Content starts
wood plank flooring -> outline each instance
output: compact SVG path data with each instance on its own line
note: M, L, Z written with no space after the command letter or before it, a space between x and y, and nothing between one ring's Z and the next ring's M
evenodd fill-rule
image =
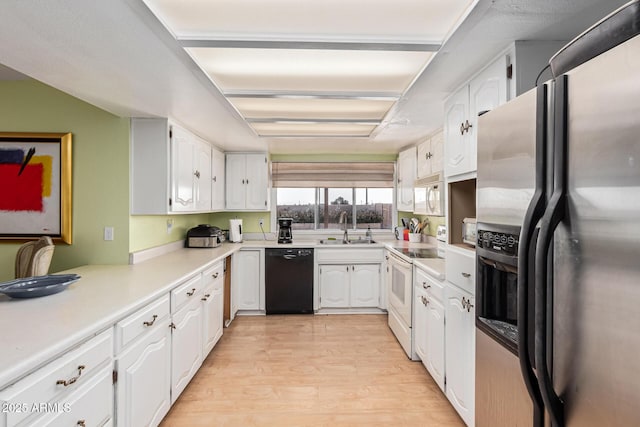
M161 424L464 426L386 315L236 317Z

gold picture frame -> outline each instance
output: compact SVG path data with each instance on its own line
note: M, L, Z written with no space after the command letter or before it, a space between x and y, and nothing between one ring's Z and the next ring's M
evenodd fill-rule
M71 133L0 132L0 241L72 243Z

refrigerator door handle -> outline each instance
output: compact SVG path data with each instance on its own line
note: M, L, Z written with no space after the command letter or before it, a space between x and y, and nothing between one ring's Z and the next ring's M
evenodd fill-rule
M520 231L518 243L518 358L520 361L520 371L524 383L533 403L533 426L542 427L544 425L544 413L542 395L538 379L533 371L532 361L529 357L529 287L533 284L529 280L529 262L534 252L531 250L531 242L535 238L536 225L544 213L546 201L546 168L545 159L547 157L547 98L548 88L546 85L539 86L536 93L536 181L535 191Z
M540 220L535 255L535 361L542 400L552 426L564 426L564 405L555 390L547 364L548 313L553 311L553 282L547 283L549 251L553 234L565 215L567 157L567 76L556 79L554 105L554 183L553 194ZM548 286L550 285L550 286Z

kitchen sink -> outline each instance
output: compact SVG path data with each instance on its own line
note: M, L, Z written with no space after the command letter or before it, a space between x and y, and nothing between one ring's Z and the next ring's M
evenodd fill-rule
M375 240L367 240L367 239L353 239L348 242L343 241L342 239L322 239L320 240L321 245L370 245L373 243L377 243Z

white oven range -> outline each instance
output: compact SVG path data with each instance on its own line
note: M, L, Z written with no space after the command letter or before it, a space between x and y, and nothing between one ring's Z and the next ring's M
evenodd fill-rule
M389 328L412 360L420 360L413 348L411 335L413 304L413 265L389 251L388 268L391 284L388 287Z

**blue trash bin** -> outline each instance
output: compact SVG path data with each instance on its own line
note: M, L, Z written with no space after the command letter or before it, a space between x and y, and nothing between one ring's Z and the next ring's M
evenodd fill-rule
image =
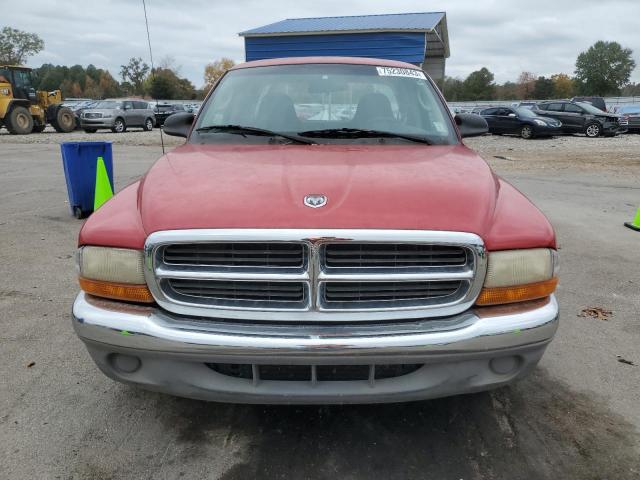
M93 212L98 157L104 161L113 191L111 142L65 142L60 148L71 213L87 217Z

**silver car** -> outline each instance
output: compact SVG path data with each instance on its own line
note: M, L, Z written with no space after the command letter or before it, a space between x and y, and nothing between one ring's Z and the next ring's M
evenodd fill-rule
M142 127L149 131L155 122L153 110L141 100L101 100L80 114L80 128L87 133L94 133L100 128L122 133L128 127Z

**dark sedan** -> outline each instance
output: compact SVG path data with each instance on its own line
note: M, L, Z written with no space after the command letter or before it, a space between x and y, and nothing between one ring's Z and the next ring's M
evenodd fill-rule
M584 133L587 137L595 138L600 135L613 137L627 131L626 121L620 115L603 112L590 103L564 100L540 102L534 112L561 121L564 133Z
M184 112L184 105L181 103L167 103L167 104L158 104L156 108L154 108L153 113L156 116L156 127L161 127L164 125L164 121L170 115L173 115L177 112Z
M522 138L550 137L561 132L562 123L553 118L536 115L527 107L493 107L480 115L487 121L489 132L511 134Z

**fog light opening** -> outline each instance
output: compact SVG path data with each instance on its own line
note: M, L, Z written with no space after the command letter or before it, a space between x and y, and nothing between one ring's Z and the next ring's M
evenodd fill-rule
M522 359L520 357L509 355L507 357L492 358L489 362L489 367L498 375L507 375L517 371L521 364Z
M133 373L140 368L142 361L138 357L134 357L132 355L112 353L109 355L109 363L118 372Z

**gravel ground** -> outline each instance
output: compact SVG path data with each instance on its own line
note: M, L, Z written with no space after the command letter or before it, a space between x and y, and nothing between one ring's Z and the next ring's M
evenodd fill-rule
M0 133L1 479L640 478L640 234L622 226L640 136L469 139L556 228L556 338L510 387L346 407L198 402L98 371L69 320L81 222L57 145L86 139L114 142L118 188L160 155L157 131Z
M587 138L568 135L523 140L484 135L465 143L499 172L592 171L611 177L640 180L640 135Z

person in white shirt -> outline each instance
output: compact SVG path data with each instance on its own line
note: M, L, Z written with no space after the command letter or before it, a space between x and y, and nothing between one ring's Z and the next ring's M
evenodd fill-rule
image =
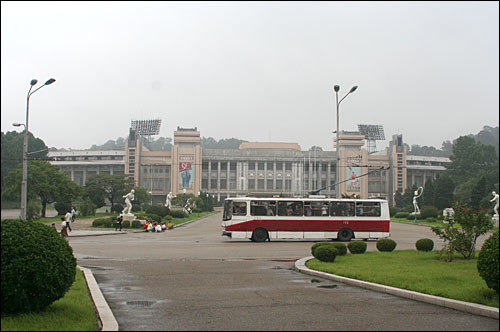
M69 225L69 223L71 222L71 211L68 211L64 218L66 219L66 227L68 227L69 231L71 232L71 226Z
M160 224L156 225L155 232L161 232L161 225Z

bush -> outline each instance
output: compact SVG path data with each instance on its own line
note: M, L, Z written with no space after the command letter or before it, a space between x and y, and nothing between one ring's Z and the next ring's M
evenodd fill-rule
M430 217L430 218L426 218L425 221L437 223L439 221L439 219L438 218L434 218L434 217Z
M320 245L316 248L314 253L316 254L315 257L320 261L333 263L335 257L337 257L338 251L332 245Z
M43 310L62 298L76 273L68 242L44 224L2 220L2 313Z
M182 210L170 210L170 212L168 214L170 214L173 218L184 218L185 217L184 211L182 211Z
M389 207L389 216L394 217L398 213L398 209L395 207Z
M115 221L115 223L116 223L116 221ZM122 221L122 227L123 228L130 228L130 220Z
M338 256L345 256L347 254L347 246L340 242L332 243L333 247L337 249Z
M95 219L92 222L92 227L114 227L115 219L115 217Z
M161 217L157 214L154 214L154 213L146 213L146 216L148 217L148 219L150 221L156 221L156 222L160 222L161 221Z
M484 241L481 252L479 253L479 258L477 259L477 270L481 278L483 278L486 282L486 285L488 285L489 288L494 289L498 293L498 231L495 234L491 235L486 241Z
M160 219L165 217L170 212L169 208L163 205L149 205L146 208L147 214L155 214L160 216Z
M316 251L316 249L318 249L319 246L322 246L322 245L331 245L331 244L332 244L331 242L326 242L326 241L316 242L311 247L311 254L314 257L316 257L316 255L314 254L314 252ZM316 257L316 258L318 258L318 257Z
M78 207L78 210L80 211L81 216L94 216L96 206L94 203L92 203L90 198L85 198L83 203L81 203Z
M422 216L422 219L437 218L438 209L434 206L424 206L420 211L420 215Z
M132 220L132 228L142 228L142 224L139 220Z
M363 254L366 251L366 243L363 241L351 241L347 244L351 254Z
M172 221L172 216L167 215L167 216L165 216L165 218L162 219L162 221L166 221L166 222Z
M396 248L396 241L392 239L380 239L377 241L378 251L393 251Z
M394 217L396 218L407 218L410 215L410 212L398 212Z
M415 243L418 251L432 251L434 249L434 241L431 239L420 239Z
M28 209L26 210L26 218L28 220L40 219L42 204L39 201L28 201Z

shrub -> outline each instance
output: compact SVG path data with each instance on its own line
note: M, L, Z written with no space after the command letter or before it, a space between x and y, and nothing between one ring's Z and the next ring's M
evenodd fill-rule
M39 201L28 201L28 209L26 210L26 218L28 220L40 219L42 204Z
M424 206L420 211L420 215L422 216L422 219L437 218L438 209L434 206Z
M115 217L95 219L92 222L92 227L107 227L107 228L114 227L114 221L115 221L114 219Z
M184 211L182 211L182 210L170 210L169 214L173 218L184 218L185 217Z
M340 242L332 243L333 247L337 249L338 256L345 256L347 254L347 246Z
M498 231L484 241L479 258L477 259L477 270L481 278L486 282L486 285L498 293Z
M314 252L316 251L316 249L318 249L319 246L322 246L322 245L331 245L331 244L332 244L331 242L326 242L326 241L316 242L311 247L311 254L314 257L316 257L316 255L314 254ZM316 258L318 258L318 257L316 257Z
M83 203L78 207L81 216L93 216L95 215L96 206L90 198L85 198Z
M132 228L142 228L142 224L139 220L132 220Z
M351 254L363 254L366 251L366 243L363 241L351 241L347 244Z
M438 218L434 218L434 217L429 217L429 218L426 218L425 221L427 222L433 222L433 223L437 223L438 222Z
M69 290L76 259L58 232L40 223L2 220L2 313L43 310Z
M161 217L157 214L154 214L154 213L146 213L146 216L148 217L148 219L150 221L156 221L156 222L160 222L161 221Z
M396 213L396 215L394 217L396 217L396 218L406 218L406 217L408 217L409 214L410 214L410 212L398 212L398 213Z
M333 263L335 257L337 257L338 251L332 245L320 245L316 248L314 253L316 254L315 257L320 261Z
M418 251L432 251L434 249L434 241L431 239L420 239L415 243Z
M124 220L124 221L122 221L122 227L123 228L130 228L130 220Z
M396 241L392 239L380 239L377 241L378 251L393 251L396 245Z
M166 215L165 218L162 219L163 221L172 221L172 216L171 215Z
M155 214L160 216L160 219L165 217L170 212L169 208L163 205L149 205L146 208L147 214Z
M389 207L389 216L394 217L398 213L398 209L395 207Z

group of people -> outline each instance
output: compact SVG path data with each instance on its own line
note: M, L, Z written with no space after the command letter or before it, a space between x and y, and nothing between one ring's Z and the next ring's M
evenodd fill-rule
M159 232L164 232L167 229L172 229L172 228L174 228L174 226L172 225L172 223L170 221L166 225L164 223L159 224L156 221L154 221L154 222L146 221L144 223L144 229L146 230L146 232L159 233Z
M71 232L70 223L74 222L76 219L76 209L71 207L71 210L68 210L64 217L61 217L61 236L66 240L68 239L68 230ZM56 223L52 223L52 227L56 228Z

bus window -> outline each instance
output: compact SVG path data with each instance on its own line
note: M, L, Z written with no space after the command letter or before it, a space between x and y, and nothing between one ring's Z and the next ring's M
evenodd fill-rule
M330 202L330 215L333 217L354 216L354 202Z
M304 206L306 216L328 216L328 202L305 201Z
M233 202L233 216L246 216L247 202Z
M226 200L224 202L224 214L222 215L222 220L231 220L232 212L232 202L231 200Z
M278 215L279 216L302 216L303 207L302 202L278 202Z
M252 216L275 216L276 201L252 201L250 214Z
M356 215L359 217L380 217L380 203L356 202Z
Content ends
Assignment: Tell me how many lines of the records include the word "white", and say nothing else.

Answer area: 2